### Instructions
(1) Repeat word for word the passage of the text about Melania Trump starting at "All of which" and ending at "her, Jordan writes.".
(2) In the text about Melania Trump, shorten the paragraph beginning "All of which tends to make her more interesting" into a brief list of its main facts.

### Text
# # # #

Imagine that you have been invited to a state dinner with United States President Donald Trump. Not only that, the White House have put you next to first lady Melania Trump. “I have heard so many stories about people sitting next to her saying, ‘Oh my God, I thought I would get the scoop’, ” says Mary Jordan, author of The Art of Her Deal: The Untold Story of Melania Trump—the first close-up portrait of America’s confounding first lady.
Traditionally, first ladies are fabulous hosts and raconteurs. Now here you are shoulder to shoulder with Melania, the daughter of a car mechanic/salesman and a factory worker, who grew up in a small town in Yugoslavia, who became a model, the third wife of a New York playboy and then the first lady. She must have some stories!
Well, apparently, Melania can sit in perfect silence from the first sip of soup to the last draught of coffee. “There are some people, like the wife of [French] President Emmanuel Macron, she can chat with,” says Jordan. But usually it is a total nightmare. She is known as “a tough one to sit next to”. In this, as in so many other things, says Jordan, “she has broken the mould for expectations.”
All of which tends to make her more interesting, if not at dinner. Jordan has wormed out extraordinary details, all very hard won. Before she interviewed Melania, in 2016, Trump insisted that he speak with her first. There is “a solidity” to Melania, he told Jordan. This seems right—the first lady can seem almost intransigent. At Trump’s Florida resort, Mar-a-Lago, the president wanders about asking people if their club sandwich was any good, while Melania sits by the pool reading and no one dares to bother her, Jordan writes.
But when Jordan interviewed her, she found her “absolutely delightful, normal to talk to”. She has also seen Melania more recently, at events. “I saw her backstage,” she says. “Then I saw her go on stage. It is like two different people.”

# # # #

### Data supplied
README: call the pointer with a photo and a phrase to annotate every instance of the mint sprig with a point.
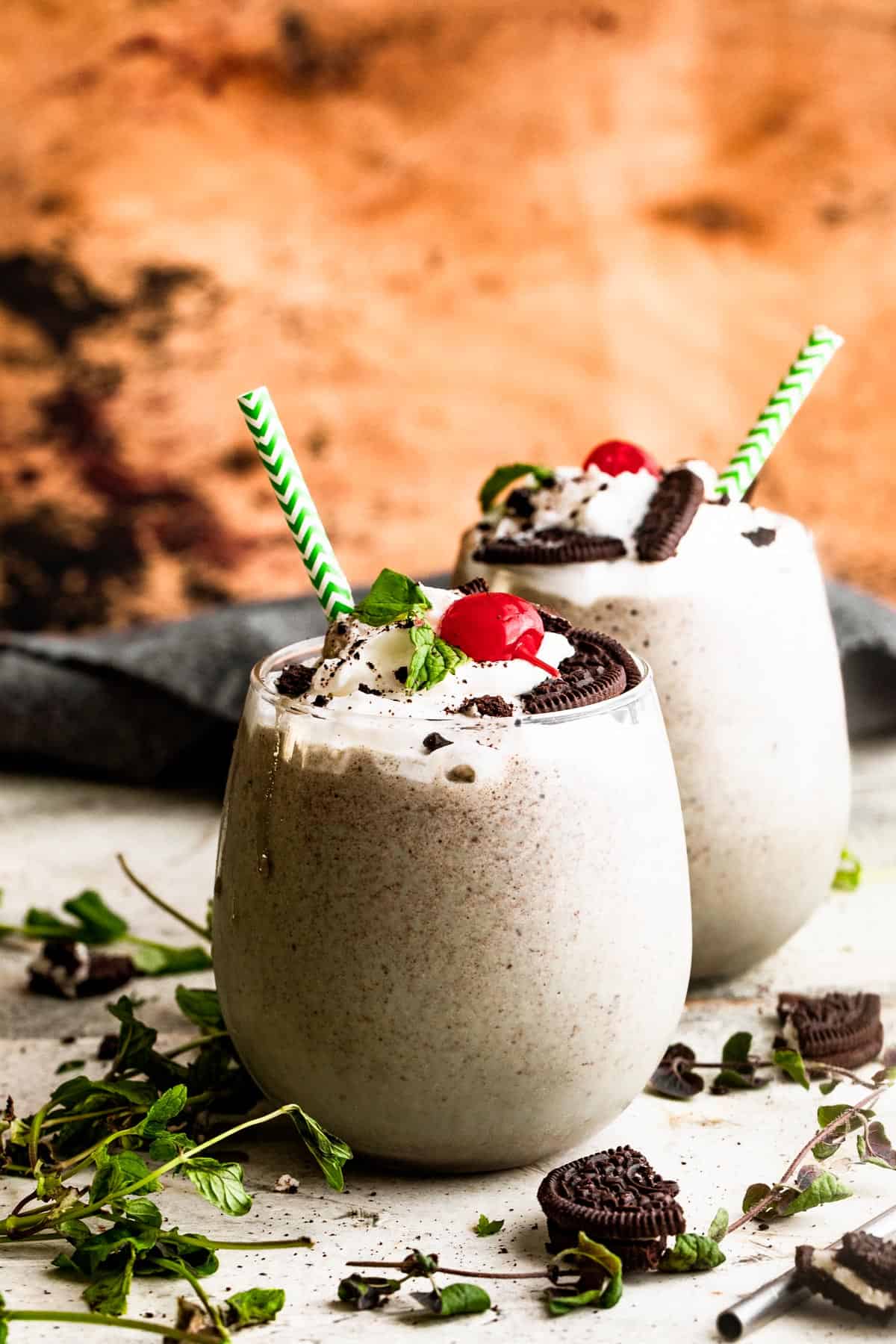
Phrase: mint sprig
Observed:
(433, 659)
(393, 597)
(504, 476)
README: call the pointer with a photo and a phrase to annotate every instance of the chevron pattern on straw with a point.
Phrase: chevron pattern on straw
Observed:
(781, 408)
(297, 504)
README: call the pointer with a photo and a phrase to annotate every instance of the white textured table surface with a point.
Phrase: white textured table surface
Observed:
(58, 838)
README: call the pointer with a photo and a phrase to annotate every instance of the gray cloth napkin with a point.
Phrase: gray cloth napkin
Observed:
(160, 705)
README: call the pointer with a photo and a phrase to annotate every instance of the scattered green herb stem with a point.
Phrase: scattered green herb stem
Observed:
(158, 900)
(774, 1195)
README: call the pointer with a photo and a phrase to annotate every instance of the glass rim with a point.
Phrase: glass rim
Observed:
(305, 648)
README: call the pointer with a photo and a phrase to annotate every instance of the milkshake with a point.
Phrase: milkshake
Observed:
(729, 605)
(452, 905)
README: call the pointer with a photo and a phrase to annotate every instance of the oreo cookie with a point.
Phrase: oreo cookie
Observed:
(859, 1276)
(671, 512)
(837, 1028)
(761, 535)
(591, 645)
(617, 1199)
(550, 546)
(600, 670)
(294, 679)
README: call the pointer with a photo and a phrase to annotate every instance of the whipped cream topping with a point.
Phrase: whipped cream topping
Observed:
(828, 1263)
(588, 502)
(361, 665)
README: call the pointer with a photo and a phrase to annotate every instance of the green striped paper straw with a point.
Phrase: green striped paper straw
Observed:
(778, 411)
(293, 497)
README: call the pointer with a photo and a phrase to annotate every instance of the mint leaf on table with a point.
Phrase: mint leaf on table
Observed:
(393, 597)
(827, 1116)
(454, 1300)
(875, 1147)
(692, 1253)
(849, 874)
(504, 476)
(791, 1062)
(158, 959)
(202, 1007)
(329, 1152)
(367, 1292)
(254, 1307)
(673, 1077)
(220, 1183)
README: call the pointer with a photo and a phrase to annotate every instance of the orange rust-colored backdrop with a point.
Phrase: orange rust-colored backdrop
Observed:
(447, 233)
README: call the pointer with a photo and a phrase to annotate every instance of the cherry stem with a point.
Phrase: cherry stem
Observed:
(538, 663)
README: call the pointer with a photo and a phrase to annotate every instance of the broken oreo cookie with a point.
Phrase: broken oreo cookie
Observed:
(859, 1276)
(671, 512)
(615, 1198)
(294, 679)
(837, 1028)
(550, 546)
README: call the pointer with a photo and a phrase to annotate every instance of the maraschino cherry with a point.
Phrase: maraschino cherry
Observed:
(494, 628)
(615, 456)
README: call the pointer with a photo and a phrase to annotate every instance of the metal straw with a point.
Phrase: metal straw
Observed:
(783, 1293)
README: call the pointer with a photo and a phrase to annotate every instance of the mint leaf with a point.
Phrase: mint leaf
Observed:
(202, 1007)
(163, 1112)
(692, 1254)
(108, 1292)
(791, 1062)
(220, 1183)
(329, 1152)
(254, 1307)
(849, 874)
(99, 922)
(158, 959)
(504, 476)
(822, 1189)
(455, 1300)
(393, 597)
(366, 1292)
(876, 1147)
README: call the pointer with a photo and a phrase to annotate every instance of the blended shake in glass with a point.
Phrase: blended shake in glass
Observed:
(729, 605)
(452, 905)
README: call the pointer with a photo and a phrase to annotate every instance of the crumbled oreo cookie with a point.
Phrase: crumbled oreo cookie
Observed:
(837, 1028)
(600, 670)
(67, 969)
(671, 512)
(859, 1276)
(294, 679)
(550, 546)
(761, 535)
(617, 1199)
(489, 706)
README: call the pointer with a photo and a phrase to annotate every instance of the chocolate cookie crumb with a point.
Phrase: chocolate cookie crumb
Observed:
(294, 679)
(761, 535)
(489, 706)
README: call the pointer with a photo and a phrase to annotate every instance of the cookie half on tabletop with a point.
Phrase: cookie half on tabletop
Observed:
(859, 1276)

# # # #

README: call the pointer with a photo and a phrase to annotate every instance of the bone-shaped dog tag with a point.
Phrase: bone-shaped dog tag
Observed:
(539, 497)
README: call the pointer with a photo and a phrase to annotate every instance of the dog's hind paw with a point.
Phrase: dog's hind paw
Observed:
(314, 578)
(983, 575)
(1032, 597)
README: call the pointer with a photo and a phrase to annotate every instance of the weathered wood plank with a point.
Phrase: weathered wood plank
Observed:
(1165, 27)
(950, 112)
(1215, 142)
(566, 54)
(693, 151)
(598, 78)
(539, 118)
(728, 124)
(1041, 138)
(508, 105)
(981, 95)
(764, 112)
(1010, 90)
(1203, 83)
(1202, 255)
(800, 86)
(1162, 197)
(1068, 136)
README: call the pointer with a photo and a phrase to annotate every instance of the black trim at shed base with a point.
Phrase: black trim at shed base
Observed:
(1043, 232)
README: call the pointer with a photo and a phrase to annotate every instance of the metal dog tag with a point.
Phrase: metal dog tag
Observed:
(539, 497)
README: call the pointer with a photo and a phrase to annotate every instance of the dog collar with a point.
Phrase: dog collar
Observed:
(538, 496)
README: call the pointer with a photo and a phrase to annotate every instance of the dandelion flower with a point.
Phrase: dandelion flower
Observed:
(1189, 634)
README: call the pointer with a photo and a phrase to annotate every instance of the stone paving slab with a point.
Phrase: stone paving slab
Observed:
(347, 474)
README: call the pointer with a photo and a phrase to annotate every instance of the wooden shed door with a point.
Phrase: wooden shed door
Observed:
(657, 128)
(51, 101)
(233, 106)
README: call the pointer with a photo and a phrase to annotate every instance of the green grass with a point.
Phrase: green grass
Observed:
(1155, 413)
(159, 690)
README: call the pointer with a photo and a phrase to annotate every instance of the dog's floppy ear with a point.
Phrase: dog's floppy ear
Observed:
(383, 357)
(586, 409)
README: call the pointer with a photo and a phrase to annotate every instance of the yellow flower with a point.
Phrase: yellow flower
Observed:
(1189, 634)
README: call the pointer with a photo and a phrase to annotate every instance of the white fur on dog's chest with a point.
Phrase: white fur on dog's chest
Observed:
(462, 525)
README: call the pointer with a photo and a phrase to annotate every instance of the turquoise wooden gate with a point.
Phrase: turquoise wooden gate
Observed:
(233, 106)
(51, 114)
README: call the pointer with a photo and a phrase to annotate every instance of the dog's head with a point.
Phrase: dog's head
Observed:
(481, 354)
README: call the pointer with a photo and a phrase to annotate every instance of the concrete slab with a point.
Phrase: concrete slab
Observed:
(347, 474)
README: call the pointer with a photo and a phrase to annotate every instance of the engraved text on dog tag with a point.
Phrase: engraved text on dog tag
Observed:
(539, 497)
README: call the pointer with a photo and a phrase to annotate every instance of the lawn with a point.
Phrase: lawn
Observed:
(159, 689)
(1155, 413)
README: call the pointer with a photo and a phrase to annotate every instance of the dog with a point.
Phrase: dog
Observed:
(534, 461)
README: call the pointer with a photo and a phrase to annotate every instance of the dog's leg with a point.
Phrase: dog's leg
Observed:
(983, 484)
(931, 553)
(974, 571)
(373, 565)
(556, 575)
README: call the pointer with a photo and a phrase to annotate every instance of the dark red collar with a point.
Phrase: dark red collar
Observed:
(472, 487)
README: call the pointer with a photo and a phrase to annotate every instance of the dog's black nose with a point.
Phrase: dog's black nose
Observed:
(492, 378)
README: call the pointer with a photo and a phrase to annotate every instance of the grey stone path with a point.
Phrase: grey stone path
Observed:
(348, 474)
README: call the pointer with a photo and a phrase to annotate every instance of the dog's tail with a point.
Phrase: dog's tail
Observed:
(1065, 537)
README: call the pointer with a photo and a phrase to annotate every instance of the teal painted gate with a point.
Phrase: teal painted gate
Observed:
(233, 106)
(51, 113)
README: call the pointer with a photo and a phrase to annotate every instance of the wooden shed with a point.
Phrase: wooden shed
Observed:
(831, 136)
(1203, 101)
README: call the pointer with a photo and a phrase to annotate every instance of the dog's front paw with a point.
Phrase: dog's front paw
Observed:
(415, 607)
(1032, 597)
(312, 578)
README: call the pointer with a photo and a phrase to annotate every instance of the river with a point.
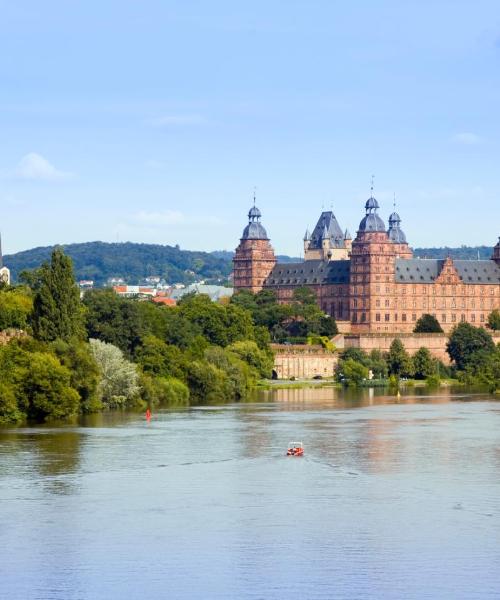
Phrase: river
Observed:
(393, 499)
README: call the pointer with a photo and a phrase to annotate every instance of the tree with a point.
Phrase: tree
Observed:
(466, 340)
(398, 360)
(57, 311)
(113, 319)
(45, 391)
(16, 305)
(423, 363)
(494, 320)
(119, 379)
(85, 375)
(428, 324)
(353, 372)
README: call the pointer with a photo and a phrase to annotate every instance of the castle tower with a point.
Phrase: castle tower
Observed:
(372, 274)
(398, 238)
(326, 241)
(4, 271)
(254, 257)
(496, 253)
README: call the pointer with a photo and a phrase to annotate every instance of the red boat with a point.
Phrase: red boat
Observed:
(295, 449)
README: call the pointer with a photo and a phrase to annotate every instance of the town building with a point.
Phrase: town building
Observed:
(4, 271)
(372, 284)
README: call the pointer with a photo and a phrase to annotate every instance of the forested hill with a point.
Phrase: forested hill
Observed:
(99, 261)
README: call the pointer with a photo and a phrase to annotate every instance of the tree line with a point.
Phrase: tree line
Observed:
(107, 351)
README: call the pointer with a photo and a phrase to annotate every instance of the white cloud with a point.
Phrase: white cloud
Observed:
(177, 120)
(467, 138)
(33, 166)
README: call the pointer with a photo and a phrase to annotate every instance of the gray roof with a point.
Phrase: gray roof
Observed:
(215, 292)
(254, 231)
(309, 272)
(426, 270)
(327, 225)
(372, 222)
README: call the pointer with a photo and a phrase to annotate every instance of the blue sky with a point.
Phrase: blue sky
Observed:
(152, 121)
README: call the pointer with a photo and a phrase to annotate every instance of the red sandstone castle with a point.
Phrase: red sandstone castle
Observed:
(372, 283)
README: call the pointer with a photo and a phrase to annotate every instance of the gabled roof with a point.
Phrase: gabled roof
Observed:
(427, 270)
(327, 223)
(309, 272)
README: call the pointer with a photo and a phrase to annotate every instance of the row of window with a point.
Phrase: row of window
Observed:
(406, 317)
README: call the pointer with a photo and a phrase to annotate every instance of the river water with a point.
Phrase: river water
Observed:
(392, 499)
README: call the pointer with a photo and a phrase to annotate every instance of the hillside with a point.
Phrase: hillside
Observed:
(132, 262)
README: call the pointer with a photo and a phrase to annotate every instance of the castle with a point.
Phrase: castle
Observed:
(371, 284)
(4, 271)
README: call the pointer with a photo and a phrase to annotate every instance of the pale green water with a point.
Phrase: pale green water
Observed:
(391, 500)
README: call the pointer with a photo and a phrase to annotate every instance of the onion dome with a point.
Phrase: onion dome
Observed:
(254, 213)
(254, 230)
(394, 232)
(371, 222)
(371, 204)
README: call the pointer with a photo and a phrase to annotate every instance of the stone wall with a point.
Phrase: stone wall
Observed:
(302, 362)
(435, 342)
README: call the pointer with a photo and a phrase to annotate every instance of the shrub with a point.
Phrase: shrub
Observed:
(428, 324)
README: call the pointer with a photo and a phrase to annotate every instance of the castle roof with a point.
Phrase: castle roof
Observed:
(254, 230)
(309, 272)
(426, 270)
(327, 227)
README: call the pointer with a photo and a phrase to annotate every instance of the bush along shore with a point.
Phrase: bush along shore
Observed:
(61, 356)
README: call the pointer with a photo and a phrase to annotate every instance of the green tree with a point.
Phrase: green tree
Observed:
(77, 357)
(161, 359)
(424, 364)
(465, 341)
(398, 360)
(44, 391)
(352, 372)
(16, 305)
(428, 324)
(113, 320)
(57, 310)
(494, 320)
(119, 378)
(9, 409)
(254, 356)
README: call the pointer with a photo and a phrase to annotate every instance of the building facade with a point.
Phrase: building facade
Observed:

# # # #

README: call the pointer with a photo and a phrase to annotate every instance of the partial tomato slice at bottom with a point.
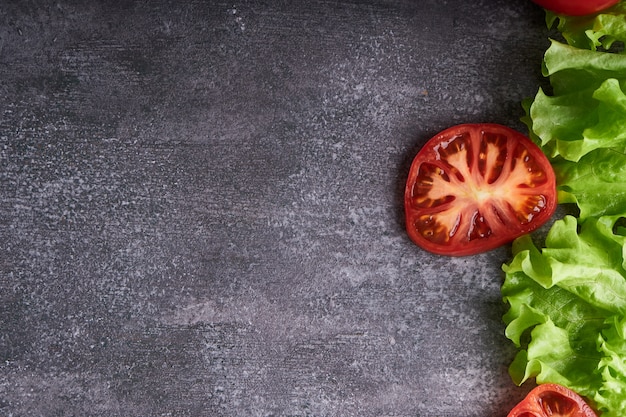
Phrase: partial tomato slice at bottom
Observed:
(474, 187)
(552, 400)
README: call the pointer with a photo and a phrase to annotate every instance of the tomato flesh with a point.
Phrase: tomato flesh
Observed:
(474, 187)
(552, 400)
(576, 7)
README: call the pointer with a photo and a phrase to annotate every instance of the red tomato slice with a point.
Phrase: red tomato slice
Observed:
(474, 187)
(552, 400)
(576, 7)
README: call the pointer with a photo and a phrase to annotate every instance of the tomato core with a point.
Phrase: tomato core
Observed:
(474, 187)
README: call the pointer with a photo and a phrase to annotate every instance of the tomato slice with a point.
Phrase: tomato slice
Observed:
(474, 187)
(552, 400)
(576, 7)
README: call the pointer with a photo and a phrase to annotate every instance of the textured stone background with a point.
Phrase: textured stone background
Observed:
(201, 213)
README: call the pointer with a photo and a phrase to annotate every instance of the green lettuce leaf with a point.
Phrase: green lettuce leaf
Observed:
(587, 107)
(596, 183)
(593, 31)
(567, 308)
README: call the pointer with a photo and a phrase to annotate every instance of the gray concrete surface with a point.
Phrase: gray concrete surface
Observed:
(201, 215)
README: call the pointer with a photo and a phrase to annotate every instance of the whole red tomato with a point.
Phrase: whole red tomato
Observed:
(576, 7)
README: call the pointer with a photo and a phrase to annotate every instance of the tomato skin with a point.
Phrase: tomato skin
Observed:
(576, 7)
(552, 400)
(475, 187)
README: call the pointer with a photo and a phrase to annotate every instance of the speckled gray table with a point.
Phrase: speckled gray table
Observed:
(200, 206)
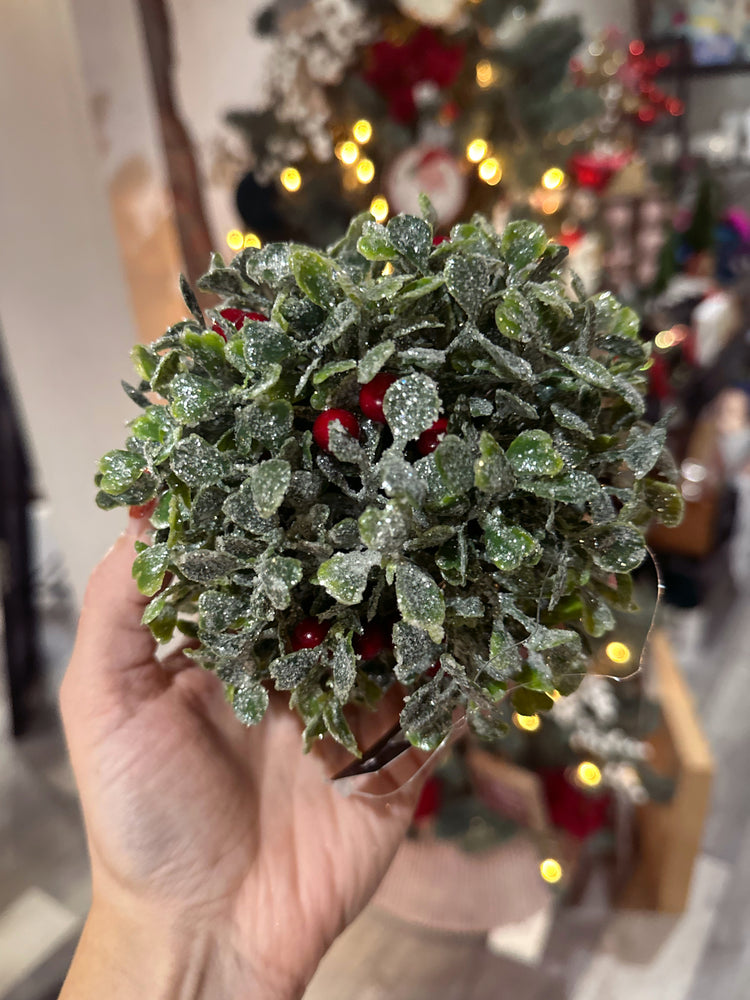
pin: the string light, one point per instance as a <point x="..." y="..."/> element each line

# # # #

### Responses for each task
(1)
All of which tends to make her more interesting, if not at dinner. Jordan has wormed out extraordinary details, all very hard won. Before she interviewed Melania, in 2016, Trump insisted that he speak with her first. There is “a solidity” to Melania, he told Jordan. This seems right—the first lady can seem almost intransigent. At Trump’s Florida resort, Mar-a-Lago, the president wanders about asking people if their club sandwich was any good, while Melania sits by the pool reading and no one dares to bother her, Jordan writes.

(2)
- Jordan uncovered extraordinary, hard-won details.
- Before Jordan interviewed Melania in 2016, Trump insisted on speaking with Jordan first and told her Melania has "a solidity."
- The first lady can seem almost intransigent.
- At Mar-a-Lago, the president wanders around asking people whether their club sandwich was good. Meanwhile, Melania reads by the pool and no one dares to bother her.